╭─ DATA LINES
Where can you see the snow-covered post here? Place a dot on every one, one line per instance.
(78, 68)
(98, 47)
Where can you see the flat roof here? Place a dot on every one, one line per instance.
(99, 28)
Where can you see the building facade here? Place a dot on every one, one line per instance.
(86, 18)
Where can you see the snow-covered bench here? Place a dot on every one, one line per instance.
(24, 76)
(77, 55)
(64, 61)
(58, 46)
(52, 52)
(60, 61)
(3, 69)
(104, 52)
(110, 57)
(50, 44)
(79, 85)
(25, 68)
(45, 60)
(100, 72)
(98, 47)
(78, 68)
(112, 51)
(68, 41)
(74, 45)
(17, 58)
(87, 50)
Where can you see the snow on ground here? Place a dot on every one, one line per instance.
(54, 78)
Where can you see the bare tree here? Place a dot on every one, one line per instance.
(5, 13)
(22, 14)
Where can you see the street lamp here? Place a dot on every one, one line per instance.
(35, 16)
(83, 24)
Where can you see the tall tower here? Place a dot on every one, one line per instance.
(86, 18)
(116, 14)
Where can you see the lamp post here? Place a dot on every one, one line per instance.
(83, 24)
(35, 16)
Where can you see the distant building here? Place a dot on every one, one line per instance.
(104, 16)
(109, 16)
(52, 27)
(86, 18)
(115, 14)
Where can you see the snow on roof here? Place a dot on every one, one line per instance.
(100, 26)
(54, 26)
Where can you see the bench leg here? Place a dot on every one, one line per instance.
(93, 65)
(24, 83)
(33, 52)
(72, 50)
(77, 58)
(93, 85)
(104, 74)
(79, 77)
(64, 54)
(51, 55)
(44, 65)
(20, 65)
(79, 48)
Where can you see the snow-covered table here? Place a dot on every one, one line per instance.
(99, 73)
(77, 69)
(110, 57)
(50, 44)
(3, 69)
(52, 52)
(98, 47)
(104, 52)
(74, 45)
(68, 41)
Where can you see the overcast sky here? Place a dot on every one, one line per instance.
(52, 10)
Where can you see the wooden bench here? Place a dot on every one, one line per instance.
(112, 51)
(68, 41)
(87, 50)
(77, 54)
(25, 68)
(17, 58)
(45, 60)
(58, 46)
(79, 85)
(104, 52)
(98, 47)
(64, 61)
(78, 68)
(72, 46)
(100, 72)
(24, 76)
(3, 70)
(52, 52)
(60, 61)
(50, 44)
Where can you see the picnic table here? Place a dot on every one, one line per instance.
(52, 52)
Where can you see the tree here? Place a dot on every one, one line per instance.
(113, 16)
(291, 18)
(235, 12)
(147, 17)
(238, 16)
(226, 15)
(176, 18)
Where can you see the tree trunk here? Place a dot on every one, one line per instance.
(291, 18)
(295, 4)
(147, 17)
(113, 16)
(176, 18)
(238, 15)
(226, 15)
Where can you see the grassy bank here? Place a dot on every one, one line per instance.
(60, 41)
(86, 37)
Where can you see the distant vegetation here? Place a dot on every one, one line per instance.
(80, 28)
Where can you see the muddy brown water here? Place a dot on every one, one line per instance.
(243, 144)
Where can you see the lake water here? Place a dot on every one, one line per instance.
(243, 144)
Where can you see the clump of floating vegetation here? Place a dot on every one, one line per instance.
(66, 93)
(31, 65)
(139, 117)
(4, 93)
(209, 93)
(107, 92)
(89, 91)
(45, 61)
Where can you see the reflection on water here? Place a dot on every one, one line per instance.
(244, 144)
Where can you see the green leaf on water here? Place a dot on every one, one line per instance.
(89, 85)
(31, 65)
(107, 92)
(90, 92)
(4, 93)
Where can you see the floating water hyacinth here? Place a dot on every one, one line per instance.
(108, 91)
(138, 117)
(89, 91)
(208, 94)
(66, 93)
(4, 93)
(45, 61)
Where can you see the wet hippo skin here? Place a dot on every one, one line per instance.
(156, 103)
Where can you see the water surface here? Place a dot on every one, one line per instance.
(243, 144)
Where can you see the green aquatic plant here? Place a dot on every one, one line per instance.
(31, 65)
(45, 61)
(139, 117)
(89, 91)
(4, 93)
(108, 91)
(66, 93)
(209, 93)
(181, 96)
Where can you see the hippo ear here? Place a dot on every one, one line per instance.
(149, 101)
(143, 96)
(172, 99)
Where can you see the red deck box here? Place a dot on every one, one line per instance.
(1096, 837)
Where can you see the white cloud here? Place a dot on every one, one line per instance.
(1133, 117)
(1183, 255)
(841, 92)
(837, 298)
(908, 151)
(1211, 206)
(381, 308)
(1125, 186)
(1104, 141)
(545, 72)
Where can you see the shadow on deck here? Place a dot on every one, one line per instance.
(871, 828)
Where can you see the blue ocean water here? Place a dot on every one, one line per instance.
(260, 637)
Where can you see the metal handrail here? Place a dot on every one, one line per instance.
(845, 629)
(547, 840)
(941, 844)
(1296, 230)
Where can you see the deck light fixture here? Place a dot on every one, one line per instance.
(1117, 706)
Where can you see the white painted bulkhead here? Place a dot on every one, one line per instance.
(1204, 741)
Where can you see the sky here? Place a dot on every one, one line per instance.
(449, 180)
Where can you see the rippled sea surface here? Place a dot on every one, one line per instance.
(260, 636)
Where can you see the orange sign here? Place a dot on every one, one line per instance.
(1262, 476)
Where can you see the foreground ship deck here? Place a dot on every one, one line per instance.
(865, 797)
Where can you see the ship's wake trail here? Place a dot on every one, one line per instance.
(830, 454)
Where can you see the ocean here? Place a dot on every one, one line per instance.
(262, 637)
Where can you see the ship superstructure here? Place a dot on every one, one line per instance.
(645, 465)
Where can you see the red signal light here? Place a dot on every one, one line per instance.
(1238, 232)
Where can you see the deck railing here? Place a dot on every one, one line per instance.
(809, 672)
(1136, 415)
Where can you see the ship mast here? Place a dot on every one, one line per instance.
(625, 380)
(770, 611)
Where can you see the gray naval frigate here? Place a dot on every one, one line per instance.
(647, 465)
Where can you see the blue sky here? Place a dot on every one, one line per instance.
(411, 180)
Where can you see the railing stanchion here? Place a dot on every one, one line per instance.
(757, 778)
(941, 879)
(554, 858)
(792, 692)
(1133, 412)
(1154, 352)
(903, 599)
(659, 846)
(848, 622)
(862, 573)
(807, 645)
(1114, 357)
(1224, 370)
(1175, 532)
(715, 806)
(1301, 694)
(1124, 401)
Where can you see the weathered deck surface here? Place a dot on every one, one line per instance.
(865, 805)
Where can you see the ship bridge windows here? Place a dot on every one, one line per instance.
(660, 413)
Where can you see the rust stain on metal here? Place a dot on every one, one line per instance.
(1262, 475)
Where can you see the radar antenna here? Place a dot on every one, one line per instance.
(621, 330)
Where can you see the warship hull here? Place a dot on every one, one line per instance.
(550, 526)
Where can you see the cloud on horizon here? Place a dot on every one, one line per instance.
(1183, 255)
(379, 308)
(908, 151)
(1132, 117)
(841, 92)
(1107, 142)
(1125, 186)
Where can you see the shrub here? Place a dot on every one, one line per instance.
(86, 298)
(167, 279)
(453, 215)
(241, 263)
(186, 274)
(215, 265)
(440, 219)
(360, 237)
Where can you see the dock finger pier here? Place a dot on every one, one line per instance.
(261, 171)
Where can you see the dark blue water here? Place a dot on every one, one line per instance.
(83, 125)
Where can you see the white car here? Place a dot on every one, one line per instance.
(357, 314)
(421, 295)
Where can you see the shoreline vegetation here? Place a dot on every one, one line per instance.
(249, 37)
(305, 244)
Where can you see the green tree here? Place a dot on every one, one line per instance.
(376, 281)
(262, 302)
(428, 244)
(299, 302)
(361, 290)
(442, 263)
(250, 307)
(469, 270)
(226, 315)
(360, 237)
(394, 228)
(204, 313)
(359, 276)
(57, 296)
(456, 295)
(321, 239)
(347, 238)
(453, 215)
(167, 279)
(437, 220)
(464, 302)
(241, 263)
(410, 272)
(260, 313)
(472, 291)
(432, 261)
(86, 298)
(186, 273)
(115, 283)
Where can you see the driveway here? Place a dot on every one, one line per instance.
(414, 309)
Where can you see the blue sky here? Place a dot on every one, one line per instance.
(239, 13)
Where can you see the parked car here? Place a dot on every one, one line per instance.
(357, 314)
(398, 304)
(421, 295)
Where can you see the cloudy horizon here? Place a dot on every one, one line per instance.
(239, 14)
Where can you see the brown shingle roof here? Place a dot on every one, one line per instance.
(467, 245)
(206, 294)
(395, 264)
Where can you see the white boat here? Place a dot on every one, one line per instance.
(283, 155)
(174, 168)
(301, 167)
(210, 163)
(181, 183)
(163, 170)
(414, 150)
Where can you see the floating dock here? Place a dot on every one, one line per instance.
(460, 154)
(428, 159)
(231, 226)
╰─
╭─ DATA LINES
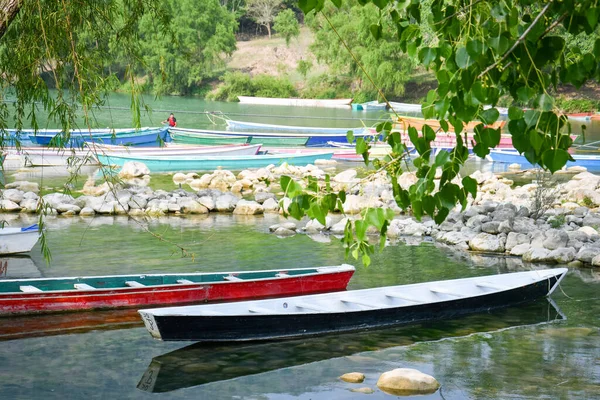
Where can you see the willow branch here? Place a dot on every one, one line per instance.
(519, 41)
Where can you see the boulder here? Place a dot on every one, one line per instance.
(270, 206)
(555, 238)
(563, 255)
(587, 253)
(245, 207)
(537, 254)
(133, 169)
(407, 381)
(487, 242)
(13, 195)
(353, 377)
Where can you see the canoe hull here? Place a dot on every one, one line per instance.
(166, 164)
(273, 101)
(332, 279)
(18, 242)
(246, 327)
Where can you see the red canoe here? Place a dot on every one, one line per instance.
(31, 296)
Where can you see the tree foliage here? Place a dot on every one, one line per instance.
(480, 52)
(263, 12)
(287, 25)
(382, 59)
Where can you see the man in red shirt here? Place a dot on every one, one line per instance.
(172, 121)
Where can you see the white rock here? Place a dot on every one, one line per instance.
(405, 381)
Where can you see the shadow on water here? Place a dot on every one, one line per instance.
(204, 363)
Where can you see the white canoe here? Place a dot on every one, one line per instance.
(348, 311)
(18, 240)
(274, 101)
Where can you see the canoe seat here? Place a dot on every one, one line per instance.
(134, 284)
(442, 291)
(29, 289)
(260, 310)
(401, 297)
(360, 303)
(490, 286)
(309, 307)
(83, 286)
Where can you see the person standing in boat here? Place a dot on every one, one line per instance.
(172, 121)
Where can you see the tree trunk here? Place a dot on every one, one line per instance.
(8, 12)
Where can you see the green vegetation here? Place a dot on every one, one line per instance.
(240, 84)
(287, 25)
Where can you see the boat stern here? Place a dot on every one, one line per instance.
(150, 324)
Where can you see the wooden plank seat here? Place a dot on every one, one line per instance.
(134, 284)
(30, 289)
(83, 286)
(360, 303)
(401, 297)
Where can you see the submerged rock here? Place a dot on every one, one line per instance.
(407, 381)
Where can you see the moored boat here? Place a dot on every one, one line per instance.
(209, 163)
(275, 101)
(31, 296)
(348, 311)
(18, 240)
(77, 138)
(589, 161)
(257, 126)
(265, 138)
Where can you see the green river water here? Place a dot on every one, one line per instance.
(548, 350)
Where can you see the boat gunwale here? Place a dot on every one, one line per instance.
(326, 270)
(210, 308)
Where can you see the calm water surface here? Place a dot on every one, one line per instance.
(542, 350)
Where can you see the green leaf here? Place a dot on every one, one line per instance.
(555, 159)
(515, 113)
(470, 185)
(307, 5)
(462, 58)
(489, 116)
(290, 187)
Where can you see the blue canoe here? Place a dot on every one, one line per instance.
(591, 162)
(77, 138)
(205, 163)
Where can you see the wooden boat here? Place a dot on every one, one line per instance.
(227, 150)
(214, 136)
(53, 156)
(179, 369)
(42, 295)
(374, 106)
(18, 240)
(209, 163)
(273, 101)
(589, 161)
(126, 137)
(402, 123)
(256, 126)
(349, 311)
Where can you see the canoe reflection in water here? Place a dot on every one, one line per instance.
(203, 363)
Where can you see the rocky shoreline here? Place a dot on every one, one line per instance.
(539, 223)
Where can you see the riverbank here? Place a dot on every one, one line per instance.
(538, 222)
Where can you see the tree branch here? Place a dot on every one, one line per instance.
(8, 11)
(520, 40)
╰─
* INSTRUCTIONS FOR THE TASK *
Please express the items between the lines holding "Where can you see the reflection" and "(1296, 230)", inclusive, as a two-column CSV with columns named text and answer. Give one row per item, put each field in quotation marks, and replace line breaks with spaces.

* REPLY *
text,answer
"Where can you see the reflection on water here? Place a dot on every one, one line per instance.","(244, 144)"
"Where can you see the green leaf on water here? Place a dot on every one, one line per instance.","(89, 85) (31, 65) (107, 92) (90, 92) (4, 93)"
"Where can you see the floating water hyacinth here? Place a dot on every one, one line per instance.","(108, 91) (138, 117) (89, 91) (208, 94) (66, 93) (4, 93) (45, 61)"
"Where can you see the wet hippo skin here? Place a dot on every one, one line per instance.","(156, 103)"
"Where can you see the water surface here? Place a dot on every one, one line per instance.","(243, 144)"
"Where can you see the green aquatic plant here? Place a dot on every one, one line per instance.","(31, 65) (45, 61) (139, 117) (89, 91) (4, 93) (108, 91) (66, 93) (209, 93) (181, 96)"
"Where can you see the hippo ear here? Place a dot on every one, one line per instance.","(149, 101) (143, 96) (172, 99)"
"Where can you see the red deck box here? Place a dot on every one, one line per instance.","(1096, 837)"
"Where can you see the white cloud here? Place a dot on every one, one line per instance.","(1133, 117) (1183, 255) (841, 92) (837, 298) (908, 151) (1211, 206) (381, 308) (1125, 186) (1104, 141) (545, 72)"
"Where can you see the shadow on deck here? Place a dot on every one, one line per instance.","(871, 828)"
"Where can you see the blue ocean water here? Place a dot on every one, one line per instance.","(260, 637)"
"Where can you see the metal handrail here? Place a dot on every one, one line per instance.","(845, 629) (547, 840) (941, 844) (1296, 230)"